What needs to be done
Only those lines from the one with "Point out the bare" through the last line of the material belong in the answer, each repeated exactly.
══ Input material ══
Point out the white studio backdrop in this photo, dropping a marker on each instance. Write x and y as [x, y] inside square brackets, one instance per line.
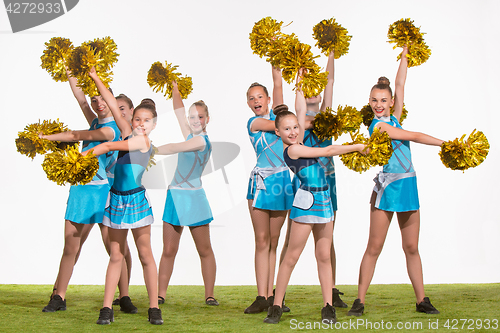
[452, 94]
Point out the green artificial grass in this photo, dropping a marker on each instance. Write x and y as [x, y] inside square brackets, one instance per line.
[464, 307]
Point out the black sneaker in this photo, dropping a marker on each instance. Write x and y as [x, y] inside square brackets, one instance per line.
[357, 308]
[106, 316]
[127, 306]
[427, 307]
[211, 301]
[337, 302]
[260, 304]
[284, 308]
[154, 316]
[328, 314]
[273, 314]
[56, 303]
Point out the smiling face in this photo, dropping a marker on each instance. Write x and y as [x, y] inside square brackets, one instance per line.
[197, 119]
[100, 107]
[143, 122]
[381, 102]
[288, 129]
[258, 100]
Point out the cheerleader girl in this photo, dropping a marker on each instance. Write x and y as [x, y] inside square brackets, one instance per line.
[269, 189]
[395, 191]
[187, 204]
[128, 204]
[311, 140]
[85, 205]
[312, 207]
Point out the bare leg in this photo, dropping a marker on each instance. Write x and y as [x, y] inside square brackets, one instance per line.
[123, 283]
[201, 236]
[75, 235]
[379, 225]
[409, 223]
[171, 238]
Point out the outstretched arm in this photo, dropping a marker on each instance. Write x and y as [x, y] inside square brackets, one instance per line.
[277, 87]
[401, 134]
[328, 93]
[180, 111]
[121, 122]
[80, 98]
[399, 92]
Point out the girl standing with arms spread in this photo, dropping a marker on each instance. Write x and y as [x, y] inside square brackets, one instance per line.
[270, 191]
[312, 207]
[86, 203]
[187, 203]
[128, 205]
[395, 191]
[311, 140]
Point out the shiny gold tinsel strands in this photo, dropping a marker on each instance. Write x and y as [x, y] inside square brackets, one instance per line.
[380, 145]
[402, 33]
[326, 125]
[28, 143]
[70, 167]
[462, 155]
[330, 35]
[160, 78]
[54, 57]
[99, 53]
[355, 160]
═══
Response
Point out the bare leg in this photo, dropping a marker on each instance. Write x and y as [x, y] inside square brackets, one instance per line.
[123, 283]
[201, 236]
[75, 235]
[379, 225]
[409, 223]
[171, 238]
Point out the outstretched arm in this photo, dropping a marker on each instance. Write x and y as [x, y] inside square brackets, one instance per line.
[277, 87]
[401, 134]
[328, 93]
[180, 111]
[121, 122]
[80, 98]
[399, 92]
Point out the girl standing with arms spread in this photo, dropping a marker on each instance. Write x and y as [x, y] inside square brackets, one instance per line.
[270, 191]
[312, 207]
[86, 203]
[187, 203]
[128, 205]
[395, 191]
[311, 140]
Point out the shiny gold tinsel strands in this photo, dropping a marker on each instance. Write x and y as [x, y] inside square brackets, one instance per line.
[380, 145]
[402, 33]
[326, 125]
[28, 143]
[70, 167]
[462, 155]
[330, 35]
[160, 78]
[54, 57]
[99, 53]
[355, 160]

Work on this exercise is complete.